4 General requirements
4.1 Compliance
In order to comply with this International Standard, the smoke alarm shall meet the requirements of this clause,
shall be tested as specified in Clause 5 and shall meet the requirements of the tests.
4.2 Alarm-condition aural indicator
Where the smoke alarm is used to alert occupants to evacuate the area, the alarm condition shall be the
emergency evacuation signal defined in ISO 8201.
Where the smoke alarm is used to alert occupants to investigate the area for the cause of the alarm condition,
the alarm condition shall be the auditory danger signal defined in ISO 7731.
4.3 Alarm-condition visual indicator — Optional function
Alarm-condition indicators shall be red and shall be separate from other indicators. The indicator shall flash or
be continuously illuminated when the alarm condition is present. The failure of any visual alarm-condition
indicator shall not prevent the alarm condition.
Each interconnectable smoke alarm may be provided with an integral red visual indicator, by which the
individual smoke alarm, when in alarm condition, may be identified. This visual indicator may also perform
other additional functions, but the alarm indication needs to be distinct from any additional function.
4.4 Mains-on visual indicator
A smoke alarm intended for connection to the a.c. mains shall be provided with a mains-on visual indicator.
The indicator shall be continuously illuminated when the mains power is present. The indicator shall be green
and shall be separate from any other indicators.
= = = = = = =
• Required action a
Write out the passage of the smoke alarm requirements from "4.2 Alarm-condition aural" up to and including "in ISO 7731.".

Collected data entries
= = = = = = =
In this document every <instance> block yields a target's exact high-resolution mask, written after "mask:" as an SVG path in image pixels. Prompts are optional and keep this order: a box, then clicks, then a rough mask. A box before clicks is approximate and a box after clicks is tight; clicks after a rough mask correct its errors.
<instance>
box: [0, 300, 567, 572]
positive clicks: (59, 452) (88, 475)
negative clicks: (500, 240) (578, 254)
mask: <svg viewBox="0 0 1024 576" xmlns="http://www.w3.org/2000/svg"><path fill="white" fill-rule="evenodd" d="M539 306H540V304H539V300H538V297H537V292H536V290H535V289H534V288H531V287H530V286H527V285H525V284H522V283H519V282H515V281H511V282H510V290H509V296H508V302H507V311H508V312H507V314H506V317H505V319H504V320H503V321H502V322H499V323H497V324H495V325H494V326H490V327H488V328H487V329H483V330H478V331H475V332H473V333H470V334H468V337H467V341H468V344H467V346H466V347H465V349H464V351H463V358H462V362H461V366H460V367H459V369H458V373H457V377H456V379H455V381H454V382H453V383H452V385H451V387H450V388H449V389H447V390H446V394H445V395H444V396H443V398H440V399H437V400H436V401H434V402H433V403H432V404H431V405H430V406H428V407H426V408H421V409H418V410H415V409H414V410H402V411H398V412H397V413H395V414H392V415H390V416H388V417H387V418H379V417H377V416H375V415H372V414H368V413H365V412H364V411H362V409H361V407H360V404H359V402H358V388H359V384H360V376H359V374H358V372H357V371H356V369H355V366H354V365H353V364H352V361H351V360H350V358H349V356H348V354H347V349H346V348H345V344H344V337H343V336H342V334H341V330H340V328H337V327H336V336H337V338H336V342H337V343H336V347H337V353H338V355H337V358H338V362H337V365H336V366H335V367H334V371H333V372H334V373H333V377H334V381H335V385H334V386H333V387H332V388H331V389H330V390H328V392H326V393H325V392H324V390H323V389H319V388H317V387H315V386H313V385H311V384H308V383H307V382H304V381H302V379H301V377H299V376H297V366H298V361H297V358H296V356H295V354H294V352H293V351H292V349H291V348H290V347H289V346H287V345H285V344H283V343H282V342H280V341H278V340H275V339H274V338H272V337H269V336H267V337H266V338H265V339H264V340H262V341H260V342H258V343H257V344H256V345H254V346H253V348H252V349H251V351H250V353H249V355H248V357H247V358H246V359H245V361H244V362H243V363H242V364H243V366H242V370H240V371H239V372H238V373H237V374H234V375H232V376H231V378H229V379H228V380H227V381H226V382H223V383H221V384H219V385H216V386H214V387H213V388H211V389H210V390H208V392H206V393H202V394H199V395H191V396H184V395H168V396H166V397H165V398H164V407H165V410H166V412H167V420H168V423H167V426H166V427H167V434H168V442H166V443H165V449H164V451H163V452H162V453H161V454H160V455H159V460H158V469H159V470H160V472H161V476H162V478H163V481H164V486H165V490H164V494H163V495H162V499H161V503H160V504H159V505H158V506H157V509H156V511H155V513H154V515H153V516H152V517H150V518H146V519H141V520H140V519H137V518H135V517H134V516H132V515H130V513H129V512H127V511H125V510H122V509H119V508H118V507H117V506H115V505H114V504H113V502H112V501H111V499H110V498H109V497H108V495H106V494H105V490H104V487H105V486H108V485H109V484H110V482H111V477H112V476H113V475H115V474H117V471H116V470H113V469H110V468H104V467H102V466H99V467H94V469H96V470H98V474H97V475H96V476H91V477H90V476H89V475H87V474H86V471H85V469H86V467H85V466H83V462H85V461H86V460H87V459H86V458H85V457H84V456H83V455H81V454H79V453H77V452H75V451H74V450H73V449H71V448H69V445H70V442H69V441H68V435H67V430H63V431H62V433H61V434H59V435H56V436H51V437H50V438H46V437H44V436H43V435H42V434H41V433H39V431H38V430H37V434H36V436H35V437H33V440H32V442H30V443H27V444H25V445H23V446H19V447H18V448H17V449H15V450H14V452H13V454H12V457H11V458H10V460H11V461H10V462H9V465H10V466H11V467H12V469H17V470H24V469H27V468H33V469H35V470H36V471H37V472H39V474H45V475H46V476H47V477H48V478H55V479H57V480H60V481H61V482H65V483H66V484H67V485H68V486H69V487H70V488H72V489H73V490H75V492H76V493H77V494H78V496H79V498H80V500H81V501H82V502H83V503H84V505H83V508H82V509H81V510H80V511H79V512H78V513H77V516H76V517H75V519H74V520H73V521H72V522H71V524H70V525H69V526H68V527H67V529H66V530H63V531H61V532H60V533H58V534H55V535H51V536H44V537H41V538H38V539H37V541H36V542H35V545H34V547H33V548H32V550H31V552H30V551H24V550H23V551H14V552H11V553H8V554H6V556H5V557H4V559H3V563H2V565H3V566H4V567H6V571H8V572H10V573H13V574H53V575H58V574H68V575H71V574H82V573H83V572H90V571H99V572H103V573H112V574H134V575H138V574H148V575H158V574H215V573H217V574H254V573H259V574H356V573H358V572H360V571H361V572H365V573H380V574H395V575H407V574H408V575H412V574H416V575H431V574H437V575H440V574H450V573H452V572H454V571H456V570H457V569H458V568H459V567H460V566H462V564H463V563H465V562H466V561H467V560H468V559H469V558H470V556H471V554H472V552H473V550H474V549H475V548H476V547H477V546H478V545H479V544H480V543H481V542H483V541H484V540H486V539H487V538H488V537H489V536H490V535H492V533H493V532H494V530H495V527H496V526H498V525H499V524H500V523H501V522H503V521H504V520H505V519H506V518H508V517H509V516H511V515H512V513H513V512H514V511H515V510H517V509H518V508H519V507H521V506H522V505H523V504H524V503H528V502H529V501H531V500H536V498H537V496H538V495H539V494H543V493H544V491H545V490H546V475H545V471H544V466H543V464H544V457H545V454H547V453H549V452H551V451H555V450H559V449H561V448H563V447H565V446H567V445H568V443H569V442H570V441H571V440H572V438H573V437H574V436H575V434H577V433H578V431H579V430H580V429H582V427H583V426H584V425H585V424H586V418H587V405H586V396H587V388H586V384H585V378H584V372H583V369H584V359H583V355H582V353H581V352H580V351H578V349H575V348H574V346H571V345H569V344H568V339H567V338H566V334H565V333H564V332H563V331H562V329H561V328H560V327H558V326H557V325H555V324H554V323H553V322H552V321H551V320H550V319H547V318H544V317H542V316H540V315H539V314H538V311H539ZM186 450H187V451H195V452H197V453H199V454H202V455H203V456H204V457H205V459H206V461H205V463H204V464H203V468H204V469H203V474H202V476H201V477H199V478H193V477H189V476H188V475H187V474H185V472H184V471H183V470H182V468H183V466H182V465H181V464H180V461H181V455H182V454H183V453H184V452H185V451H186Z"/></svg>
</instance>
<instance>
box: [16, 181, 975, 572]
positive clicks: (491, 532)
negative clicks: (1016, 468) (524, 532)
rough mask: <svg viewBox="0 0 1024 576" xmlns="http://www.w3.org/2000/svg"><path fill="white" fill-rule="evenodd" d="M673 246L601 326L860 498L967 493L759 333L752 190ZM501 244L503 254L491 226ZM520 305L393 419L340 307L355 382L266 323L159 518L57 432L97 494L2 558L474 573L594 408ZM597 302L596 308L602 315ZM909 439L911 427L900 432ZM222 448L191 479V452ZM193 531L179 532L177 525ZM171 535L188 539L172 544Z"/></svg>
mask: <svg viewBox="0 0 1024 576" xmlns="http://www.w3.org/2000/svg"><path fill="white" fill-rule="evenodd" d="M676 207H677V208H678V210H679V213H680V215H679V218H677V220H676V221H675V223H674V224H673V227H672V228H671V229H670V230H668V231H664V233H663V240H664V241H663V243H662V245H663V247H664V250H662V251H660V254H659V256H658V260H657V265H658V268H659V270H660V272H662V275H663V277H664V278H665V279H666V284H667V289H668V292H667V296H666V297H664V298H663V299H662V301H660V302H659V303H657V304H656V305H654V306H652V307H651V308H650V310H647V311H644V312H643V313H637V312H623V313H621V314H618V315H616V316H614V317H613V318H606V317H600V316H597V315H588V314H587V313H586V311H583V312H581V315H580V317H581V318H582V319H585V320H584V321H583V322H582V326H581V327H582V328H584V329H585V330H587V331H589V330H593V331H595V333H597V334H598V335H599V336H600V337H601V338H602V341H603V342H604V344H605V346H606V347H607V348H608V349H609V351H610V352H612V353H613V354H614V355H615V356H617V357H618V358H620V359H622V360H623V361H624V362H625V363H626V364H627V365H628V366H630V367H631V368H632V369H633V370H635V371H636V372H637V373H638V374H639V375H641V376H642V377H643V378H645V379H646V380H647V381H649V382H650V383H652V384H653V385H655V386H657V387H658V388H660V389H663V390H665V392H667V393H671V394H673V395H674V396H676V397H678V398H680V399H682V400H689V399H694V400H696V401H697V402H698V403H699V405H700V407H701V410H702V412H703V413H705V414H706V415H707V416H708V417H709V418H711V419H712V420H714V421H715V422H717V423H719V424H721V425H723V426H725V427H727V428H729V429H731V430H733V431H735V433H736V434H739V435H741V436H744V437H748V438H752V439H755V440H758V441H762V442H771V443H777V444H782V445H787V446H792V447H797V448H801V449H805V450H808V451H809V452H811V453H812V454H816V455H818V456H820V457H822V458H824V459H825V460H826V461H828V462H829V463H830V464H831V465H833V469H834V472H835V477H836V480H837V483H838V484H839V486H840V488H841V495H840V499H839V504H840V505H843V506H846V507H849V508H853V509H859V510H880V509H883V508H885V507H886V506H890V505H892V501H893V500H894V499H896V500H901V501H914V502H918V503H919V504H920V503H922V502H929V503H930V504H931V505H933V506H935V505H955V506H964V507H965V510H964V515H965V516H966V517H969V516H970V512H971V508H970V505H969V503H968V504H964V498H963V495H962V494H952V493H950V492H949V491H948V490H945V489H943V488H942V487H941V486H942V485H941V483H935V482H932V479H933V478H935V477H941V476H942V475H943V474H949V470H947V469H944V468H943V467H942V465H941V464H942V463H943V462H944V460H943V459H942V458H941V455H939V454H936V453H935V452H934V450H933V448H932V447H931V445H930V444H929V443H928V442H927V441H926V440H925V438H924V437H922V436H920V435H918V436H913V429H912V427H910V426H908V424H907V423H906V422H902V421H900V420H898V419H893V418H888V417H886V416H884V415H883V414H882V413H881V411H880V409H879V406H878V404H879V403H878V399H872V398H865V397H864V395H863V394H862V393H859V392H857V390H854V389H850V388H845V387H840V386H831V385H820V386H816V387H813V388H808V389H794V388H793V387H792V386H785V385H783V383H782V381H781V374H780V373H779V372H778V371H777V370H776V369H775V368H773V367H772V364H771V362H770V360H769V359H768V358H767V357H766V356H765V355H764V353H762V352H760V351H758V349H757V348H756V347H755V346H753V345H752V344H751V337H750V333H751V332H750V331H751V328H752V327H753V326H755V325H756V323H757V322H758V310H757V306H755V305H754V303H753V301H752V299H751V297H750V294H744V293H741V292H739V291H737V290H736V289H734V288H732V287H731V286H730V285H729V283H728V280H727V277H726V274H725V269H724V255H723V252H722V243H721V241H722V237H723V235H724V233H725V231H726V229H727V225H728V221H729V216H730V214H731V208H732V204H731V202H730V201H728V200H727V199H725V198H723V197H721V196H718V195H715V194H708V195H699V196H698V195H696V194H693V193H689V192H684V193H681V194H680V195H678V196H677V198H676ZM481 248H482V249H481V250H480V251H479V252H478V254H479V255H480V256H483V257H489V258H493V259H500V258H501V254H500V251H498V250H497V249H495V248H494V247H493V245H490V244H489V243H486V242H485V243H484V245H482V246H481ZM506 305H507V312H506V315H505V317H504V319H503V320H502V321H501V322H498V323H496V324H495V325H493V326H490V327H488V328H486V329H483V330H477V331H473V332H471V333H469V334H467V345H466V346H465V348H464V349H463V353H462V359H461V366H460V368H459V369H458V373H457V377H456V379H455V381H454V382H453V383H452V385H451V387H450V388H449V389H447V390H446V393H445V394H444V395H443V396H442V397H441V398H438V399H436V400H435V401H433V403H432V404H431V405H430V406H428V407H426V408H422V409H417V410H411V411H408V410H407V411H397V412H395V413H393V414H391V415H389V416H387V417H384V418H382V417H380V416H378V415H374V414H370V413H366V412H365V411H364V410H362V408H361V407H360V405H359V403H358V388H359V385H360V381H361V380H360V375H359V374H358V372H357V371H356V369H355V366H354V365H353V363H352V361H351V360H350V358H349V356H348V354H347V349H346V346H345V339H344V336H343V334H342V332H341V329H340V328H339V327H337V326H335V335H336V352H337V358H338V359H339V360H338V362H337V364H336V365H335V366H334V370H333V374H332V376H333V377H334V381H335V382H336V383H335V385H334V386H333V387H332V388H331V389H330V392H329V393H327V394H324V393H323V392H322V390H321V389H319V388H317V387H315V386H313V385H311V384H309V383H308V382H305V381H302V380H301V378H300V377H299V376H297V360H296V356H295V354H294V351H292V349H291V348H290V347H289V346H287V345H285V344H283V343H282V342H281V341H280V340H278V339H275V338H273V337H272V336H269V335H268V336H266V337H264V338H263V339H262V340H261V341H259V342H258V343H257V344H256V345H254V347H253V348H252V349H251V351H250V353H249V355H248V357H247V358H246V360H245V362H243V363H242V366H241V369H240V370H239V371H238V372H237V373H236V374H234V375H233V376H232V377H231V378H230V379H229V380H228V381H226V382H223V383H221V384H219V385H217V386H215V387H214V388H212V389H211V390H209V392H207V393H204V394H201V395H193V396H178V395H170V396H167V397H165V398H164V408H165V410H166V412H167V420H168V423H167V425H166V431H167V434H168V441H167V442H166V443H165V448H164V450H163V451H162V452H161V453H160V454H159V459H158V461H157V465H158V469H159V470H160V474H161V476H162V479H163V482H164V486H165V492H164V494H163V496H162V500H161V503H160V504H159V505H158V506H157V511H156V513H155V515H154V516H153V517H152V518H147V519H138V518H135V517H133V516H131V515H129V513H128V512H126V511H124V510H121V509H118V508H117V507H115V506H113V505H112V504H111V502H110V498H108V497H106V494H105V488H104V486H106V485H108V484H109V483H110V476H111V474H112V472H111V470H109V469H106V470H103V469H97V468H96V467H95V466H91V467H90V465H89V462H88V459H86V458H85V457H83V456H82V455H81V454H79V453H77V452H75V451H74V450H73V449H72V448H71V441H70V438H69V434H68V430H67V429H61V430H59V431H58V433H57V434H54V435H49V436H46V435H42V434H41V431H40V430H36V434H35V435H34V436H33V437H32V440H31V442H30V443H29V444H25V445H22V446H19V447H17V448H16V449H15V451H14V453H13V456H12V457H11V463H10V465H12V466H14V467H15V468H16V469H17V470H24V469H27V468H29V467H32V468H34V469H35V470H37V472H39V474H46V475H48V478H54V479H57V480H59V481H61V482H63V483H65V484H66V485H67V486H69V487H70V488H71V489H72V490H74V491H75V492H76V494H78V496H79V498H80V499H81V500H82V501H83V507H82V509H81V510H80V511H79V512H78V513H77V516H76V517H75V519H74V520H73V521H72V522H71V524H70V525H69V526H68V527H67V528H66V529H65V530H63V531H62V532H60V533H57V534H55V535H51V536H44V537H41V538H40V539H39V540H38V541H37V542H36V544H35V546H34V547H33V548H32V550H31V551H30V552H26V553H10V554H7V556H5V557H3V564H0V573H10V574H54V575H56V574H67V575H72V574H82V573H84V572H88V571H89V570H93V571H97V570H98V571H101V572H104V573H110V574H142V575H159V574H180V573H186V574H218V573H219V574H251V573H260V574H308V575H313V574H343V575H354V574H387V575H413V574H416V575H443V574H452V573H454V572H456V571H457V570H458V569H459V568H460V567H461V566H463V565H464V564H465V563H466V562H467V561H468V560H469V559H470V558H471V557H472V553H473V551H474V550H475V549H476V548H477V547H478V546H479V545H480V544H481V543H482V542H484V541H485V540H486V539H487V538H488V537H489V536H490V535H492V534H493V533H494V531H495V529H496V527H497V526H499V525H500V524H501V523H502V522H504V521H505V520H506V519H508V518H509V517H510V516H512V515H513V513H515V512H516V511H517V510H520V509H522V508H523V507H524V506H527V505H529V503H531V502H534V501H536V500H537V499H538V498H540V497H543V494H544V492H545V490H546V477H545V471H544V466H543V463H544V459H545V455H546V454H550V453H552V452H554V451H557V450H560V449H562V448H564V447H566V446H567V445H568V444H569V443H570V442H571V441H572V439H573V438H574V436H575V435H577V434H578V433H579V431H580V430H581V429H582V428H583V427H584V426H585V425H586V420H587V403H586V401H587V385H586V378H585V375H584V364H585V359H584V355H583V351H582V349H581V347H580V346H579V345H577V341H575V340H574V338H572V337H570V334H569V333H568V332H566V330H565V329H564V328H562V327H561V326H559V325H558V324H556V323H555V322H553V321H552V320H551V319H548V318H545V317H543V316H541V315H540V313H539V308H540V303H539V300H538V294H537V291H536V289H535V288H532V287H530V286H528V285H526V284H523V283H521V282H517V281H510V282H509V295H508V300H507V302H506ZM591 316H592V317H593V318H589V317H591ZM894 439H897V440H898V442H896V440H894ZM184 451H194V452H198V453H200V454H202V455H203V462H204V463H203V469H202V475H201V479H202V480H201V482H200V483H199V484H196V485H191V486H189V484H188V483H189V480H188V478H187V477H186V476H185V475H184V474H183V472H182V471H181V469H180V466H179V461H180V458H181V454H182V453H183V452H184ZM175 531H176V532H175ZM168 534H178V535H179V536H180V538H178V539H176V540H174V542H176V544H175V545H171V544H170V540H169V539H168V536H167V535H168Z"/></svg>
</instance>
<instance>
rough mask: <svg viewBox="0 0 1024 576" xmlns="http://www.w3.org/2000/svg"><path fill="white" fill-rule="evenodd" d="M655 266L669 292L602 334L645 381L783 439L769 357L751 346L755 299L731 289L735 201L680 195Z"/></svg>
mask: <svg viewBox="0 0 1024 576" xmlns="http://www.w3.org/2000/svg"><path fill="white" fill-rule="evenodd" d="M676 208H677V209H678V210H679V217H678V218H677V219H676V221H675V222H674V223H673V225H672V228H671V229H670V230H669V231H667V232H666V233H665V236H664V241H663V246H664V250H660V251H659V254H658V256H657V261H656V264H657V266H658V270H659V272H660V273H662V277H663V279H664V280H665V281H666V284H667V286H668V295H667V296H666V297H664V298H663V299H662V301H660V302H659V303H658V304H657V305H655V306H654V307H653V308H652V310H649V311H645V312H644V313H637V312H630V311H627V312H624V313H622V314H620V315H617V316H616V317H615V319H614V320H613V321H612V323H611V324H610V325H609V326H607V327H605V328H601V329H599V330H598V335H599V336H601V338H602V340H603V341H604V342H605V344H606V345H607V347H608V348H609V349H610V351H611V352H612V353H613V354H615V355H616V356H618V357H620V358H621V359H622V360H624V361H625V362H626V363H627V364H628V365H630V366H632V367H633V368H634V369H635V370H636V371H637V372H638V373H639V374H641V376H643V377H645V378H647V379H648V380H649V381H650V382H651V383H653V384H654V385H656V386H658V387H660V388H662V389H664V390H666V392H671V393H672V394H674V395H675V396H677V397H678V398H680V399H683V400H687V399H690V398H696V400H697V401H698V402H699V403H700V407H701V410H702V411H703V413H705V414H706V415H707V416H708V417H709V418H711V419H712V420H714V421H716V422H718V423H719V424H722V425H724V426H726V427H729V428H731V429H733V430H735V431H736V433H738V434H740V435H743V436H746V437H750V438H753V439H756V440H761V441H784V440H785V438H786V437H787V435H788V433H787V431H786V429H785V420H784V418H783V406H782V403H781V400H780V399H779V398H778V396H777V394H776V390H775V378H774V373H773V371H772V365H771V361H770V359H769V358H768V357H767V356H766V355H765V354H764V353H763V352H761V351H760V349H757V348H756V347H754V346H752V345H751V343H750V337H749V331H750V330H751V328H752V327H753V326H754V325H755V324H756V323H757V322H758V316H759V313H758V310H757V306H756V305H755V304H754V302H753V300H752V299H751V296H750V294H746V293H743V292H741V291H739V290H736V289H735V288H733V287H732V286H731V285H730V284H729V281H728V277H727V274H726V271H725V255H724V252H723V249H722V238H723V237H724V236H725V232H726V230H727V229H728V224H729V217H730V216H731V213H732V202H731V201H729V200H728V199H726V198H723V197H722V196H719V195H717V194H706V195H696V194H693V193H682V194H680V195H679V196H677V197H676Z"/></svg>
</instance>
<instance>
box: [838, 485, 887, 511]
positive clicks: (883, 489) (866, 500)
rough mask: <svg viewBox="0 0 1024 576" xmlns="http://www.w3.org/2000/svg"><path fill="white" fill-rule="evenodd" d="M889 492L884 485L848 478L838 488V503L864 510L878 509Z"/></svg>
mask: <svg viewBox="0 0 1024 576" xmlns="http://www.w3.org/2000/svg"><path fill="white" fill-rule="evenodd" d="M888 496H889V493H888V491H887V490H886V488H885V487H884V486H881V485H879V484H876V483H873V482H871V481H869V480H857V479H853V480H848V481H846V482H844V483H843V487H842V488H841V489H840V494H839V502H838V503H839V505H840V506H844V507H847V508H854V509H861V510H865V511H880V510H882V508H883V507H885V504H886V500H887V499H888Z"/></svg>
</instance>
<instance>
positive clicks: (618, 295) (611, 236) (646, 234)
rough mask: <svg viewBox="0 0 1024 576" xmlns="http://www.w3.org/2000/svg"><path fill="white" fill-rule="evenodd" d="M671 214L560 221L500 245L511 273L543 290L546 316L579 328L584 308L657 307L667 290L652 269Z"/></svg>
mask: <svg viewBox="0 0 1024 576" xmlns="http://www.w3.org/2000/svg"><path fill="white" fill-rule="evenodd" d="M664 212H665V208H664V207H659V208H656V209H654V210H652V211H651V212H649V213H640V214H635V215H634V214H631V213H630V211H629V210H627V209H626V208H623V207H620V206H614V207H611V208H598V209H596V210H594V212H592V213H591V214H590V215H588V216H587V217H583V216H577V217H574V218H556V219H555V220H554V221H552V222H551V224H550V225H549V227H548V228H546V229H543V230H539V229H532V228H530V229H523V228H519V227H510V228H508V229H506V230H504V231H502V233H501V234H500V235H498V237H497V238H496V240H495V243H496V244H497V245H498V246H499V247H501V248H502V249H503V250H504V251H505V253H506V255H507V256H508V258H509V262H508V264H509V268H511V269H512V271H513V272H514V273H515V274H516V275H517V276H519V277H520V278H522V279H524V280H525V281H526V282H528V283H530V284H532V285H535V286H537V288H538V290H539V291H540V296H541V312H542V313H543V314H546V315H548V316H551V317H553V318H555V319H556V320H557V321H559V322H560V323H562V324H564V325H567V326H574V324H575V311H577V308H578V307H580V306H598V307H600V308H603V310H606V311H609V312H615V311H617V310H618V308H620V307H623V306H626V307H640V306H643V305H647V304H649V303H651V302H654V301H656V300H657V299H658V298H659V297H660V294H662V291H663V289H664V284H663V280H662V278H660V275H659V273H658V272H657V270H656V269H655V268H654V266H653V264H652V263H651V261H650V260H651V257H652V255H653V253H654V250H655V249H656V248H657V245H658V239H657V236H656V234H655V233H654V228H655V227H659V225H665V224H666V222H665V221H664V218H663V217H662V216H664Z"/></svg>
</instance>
= = = = = = =
• Required action b
Repeat the records word for word, from their first line up to and including the line with "positive clicks: (59, 452) (88, 475)".

• Answer box a
4.2 Alarm-condition aural indicator
Where the smoke alarm is used to alert occupants to evacuate the area, the alarm condition shall be the
emergency evacuation signal defined in ISO 8201.
Where the smoke alarm is used to alert occupants to investigate the area for the cause of the alarm condition,
the alarm condition shall be the auditory danger signal defined in ISO 7731.

• Answer box b
In this document every <instance> block yields a target's exact high-resolution mask, written after "mask:" as an SVG path in image pixels. Prompts are optional and keep this order: a box, then clicks, then a rough mask. A box before clicks is approximate and a box after clicks is tight; clicks after a rough mask correct its errors.
<instance>
box: [0, 300, 567, 572]
positive clicks: (59, 452) (88, 475)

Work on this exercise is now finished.